WHAT NEEDS TO BE DONE:
What is needed is an exact transcription of the line containing "Each instance receives one point. Mark the club" and every line after it through the end of the entries below, with no pictures.

RECORDS SHOWN:
Segment Open

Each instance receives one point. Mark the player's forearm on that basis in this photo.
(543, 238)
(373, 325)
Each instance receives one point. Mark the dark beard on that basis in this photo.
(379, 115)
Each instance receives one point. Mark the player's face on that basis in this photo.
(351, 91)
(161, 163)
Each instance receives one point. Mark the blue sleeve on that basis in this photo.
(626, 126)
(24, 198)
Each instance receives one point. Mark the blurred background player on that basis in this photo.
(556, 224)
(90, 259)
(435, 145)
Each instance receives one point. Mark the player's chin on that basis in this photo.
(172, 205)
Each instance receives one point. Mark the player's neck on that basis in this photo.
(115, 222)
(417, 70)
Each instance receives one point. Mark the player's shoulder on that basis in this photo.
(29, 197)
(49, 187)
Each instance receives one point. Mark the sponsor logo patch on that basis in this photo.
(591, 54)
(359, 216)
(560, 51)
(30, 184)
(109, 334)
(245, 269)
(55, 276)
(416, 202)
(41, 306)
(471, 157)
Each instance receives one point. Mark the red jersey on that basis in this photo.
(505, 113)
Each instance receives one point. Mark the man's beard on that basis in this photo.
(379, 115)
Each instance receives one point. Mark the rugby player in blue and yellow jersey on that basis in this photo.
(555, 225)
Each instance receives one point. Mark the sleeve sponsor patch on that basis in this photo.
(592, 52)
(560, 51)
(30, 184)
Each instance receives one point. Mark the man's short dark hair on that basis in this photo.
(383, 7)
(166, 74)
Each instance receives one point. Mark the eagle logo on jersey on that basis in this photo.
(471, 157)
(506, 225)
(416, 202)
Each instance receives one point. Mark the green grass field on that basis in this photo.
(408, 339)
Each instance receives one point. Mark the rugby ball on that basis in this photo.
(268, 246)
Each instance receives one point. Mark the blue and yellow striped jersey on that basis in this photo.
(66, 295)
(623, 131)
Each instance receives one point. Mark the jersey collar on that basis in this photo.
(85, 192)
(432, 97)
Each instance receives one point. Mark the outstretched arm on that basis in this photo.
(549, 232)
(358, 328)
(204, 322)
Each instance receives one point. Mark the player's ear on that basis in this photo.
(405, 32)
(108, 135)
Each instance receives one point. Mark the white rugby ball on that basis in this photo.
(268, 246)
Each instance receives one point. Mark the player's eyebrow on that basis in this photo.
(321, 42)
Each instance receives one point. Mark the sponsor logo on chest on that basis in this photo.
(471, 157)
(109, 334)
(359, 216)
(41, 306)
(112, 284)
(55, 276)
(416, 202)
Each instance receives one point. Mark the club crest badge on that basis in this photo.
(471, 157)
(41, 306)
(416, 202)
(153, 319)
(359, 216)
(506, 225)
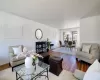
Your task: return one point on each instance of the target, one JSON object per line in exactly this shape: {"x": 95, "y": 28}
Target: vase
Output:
{"x": 28, "y": 62}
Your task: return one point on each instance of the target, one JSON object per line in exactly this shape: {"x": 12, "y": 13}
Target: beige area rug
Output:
{"x": 7, "y": 74}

Segment Closed

WRITTEN RESPONSE:
Each instance receives one point. Mark the club crest badge on that basis in this photo.
(471, 157)
(41, 306)
(416, 202)
(153, 319)
(359, 216)
(506, 225)
Your task: return one point on each instance of the target, one JSON object per line in exactly this shape: {"x": 95, "y": 28}
Target: vase
Output:
{"x": 28, "y": 62}
Your task: return one point on each instance of the target, one JSON object per line in exactly this shape: {"x": 12, "y": 13}
Target: beige area rug
Output:
{"x": 7, "y": 74}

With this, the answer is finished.